Aim:
Pick out each line in the material below that contains the string "green" and copy those lines. Case counts.

Excerpted records:
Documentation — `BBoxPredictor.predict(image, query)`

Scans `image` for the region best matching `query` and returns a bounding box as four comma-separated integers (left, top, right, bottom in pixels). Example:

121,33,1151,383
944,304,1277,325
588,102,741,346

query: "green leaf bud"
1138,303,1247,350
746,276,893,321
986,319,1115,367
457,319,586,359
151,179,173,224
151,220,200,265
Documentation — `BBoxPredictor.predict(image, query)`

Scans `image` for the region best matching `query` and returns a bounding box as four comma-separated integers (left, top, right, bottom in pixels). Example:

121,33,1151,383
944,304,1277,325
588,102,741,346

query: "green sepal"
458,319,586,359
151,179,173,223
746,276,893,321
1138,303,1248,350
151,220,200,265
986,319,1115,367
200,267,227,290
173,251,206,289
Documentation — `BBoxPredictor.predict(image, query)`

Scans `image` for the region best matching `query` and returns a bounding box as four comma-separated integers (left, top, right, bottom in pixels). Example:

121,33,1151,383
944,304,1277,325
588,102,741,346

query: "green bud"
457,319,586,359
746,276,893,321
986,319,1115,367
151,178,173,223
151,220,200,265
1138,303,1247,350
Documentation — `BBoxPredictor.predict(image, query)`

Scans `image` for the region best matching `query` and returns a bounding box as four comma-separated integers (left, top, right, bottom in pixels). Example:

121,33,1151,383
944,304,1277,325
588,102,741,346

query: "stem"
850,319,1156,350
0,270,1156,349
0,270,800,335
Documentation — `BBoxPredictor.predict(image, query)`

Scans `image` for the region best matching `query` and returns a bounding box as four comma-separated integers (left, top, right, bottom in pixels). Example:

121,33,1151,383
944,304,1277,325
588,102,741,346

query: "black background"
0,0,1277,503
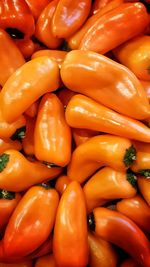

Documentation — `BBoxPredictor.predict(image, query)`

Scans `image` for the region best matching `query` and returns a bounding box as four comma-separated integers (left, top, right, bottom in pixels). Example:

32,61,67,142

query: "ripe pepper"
55,175,71,195
0,0,35,39
22,116,35,155
0,190,21,230
0,138,22,154
53,181,89,267
0,56,59,122
14,38,34,59
67,0,123,49
66,95,150,143
83,167,137,212
68,135,136,183
32,49,67,67
79,3,149,54
88,232,118,267
52,0,91,38
88,208,150,267
0,29,25,86
138,179,150,206
61,50,150,119
35,0,62,49
4,184,59,257
34,94,71,167
25,0,51,20
0,149,61,192
116,195,150,233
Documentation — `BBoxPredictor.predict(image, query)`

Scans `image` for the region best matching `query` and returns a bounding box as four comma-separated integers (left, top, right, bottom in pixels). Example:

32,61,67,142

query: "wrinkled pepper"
34,94,71,167
61,50,150,119
114,35,150,81
116,195,150,233
0,56,59,122
66,95,150,143
88,208,150,267
4,185,59,257
67,135,136,183
79,3,149,54
0,0,35,39
52,0,91,38
0,149,61,192
88,232,118,267
0,29,25,86
53,181,88,267
83,167,136,212
35,0,62,49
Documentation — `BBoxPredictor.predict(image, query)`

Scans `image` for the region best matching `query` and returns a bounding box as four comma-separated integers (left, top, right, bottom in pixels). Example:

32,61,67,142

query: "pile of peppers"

The answer:
query: "green leaf bud"
query: "green sepal"
query: "green bud"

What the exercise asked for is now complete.